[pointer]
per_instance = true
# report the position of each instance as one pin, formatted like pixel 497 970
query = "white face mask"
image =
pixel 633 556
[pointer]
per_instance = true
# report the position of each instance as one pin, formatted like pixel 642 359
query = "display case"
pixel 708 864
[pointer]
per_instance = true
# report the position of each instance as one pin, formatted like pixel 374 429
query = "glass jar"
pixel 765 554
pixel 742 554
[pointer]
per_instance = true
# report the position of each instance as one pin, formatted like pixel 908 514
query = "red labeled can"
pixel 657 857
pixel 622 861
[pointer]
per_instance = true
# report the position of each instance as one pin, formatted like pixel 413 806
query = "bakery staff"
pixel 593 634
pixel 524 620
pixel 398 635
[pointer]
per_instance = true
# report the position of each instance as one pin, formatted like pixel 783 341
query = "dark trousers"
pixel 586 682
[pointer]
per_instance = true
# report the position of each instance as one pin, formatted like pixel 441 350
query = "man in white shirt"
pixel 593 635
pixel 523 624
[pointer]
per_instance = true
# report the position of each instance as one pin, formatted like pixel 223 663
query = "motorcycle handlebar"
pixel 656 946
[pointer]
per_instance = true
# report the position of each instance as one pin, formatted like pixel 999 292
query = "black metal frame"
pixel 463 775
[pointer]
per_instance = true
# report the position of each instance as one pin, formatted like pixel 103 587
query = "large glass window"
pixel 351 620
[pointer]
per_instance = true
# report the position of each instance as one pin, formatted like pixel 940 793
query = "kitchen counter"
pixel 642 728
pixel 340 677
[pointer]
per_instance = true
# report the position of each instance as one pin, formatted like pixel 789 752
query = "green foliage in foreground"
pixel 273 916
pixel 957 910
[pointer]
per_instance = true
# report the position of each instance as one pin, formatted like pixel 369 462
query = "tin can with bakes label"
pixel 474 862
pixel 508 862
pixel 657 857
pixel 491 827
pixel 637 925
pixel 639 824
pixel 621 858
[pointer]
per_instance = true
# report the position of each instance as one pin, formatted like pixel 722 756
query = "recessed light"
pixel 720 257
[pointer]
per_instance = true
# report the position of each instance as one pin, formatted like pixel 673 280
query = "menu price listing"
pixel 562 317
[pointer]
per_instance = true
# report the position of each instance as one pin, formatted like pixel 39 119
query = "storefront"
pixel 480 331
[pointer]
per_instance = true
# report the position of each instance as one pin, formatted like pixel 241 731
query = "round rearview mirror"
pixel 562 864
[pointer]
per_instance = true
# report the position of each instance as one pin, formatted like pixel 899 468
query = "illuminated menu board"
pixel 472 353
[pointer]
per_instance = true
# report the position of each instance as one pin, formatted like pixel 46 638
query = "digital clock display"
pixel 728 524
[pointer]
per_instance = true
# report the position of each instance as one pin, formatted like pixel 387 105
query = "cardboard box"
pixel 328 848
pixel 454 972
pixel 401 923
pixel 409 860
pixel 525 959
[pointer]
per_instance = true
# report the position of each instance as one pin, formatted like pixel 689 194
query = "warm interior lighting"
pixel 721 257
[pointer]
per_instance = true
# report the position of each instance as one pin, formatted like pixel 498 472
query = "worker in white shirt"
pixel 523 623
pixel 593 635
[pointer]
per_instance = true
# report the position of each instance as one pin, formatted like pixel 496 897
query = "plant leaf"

*EXERCISE INSTRUCTIONS:* Can you turn every line of the listing above into a numbered list, leaving out any blank lines?

*REPLY:*
1. [pointer]
2. per_instance = true
3. # report the position of each instance as one pin, formatted like pixel 497 970
4. query = "white face mask"
5. image =
6. pixel 633 556
7. [pointer]
8. per_instance = true
9. # report the position of each instance as one pin, formatted like pixel 642 359
10. query = "display case"
11. pixel 708 864
12. [pointer]
13. per_instance = true
14. # report the position of each instance as one pin, formatted like pixel 374 429
15. query = "glass jar"
16. pixel 765 554
17. pixel 742 554
18. [pointer]
19. per_instance = true
20. # report the position of each instance as one pin, formatted like pixel 908 514
21. query = "red labeled can"
22. pixel 657 857
23. pixel 622 861
24. [pointer]
25. per_instance = true
26. # report the position of each instance as one pin, formatted like pixel 413 806
27. query = "bakery staff"
28. pixel 593 634
29. pixel 524 620
30. pixel 398 635
31. [pointer]
32. per_instance = true
33. # report the position of each instance as one pin, formatted like pixel 783 341
34. query = "dark trousers"
35. pixel 586 682
36. [pointer]
37. per_instance = true
38. # report the position of each instance as one pin, formatted like pixel 441 350
39. query = "man in white shirt"
40. pixel 593 635
41. pixel 523 624
42. [pointer]
43. per_instance = true
44. # report the position of each instance as one pin, formatted like pixel 223 663
45. query = "motorcycle handlebar"
46. pixel 656 946
47. [pointer]
48. per_instance = true
49. # report the position of each instance as one pin, formatted like pixel 999 292
50. query = "black metal frame"
51. pixel 463 775
52. [pointer]
53. per_instance = true
54. # report the position of each instance as one pin, formatted like pixel 103 587
55. query = "large glass window"
56. pixel 351 620
57. [pointer]
58. per_instance = true
59. # report the position of each instance as one pin, formatted like pixel 940 793
60. query = "kitchen counter"
61. pixel 642 728
62. pixel 340 677
63. [pointer]
64. per_instance = true
65. # report the position of each instance as one pin, formatted like pixel 789 752
66. query = "green foliage in foreground"
67. pixel 273 916
68. pixel 957 910
69. [pointer]
70. per_instance = true
71. # report the position of each instance as one pin, formatted like pixel 369 462
72. query = "tin can with bakes label"
73. pixel 474 862
74. pixel 508 862
75. pixel 657 857
76. pixel 491 827
77. pixel 637 925
78. pixel 639 824
79. pixel 621 858
80. [pointer]
81. per_instance = true
82. # report the position of each instance as one pin, formatted like pixel 722 756
83. query = "recessed light"
84. pixel 720 257
85. [pointer]
86. per_instance = true
87. # report the position of each instance as one pin, formatted like pixel 673 280
88. query = "menu price listing"
89. pixel 562 317
90. [pointer]
91. per_instance = true
92. # report the position of each instance as one pin, formatted like pixel 39 119
93. query = "storefront"
94. pixel 480 331
95. [pointer]
96. per_instance = true
97. # report the position of each instance as one pin, formatted like pixel 241 731
98. query = "round rearview mirror"
99. pixel 562 864
100. [pointer]
101. per_instance = true
102. # report the position of each instance as one pin, formatted like pixel 899 468
103. query = "illuminated menu board"
104. pixel 472 353
105. [pointer]
106. per_instance = true
107. # report the position of each instance as one pin, formatted like pixel 46 638
108. query = "digital clock display"
109. pixel 728 524
110. [pointer]
111. per_instance = true
112. # report the position of each instance as one pin, formatted like pixel 387 105
113. query = "cardboard box"
114. pixel 328 848
115. pixel 454 972
116. pixel 401 923
117. pixel 409 860
118. pixel 525 959
119. [pointer]
120. per_instance = true
121. # report the position of each instance as one pin, formatted like pixel 689 194
122. query = "warm interior lighting"
123. pixel 721 257
124. [pointer]
125. per_instance = true
126. # report the position of each instance as one pin, formatted like pixel 498 472
127. query = "worker in white shirt"
128. pixel 523 623
129. pixel 593 635
130. [pointer]
131. per_instance = true
132. # report the position of each instance as one pin, formatted like pixel 496 897
133. query = "plant leaf"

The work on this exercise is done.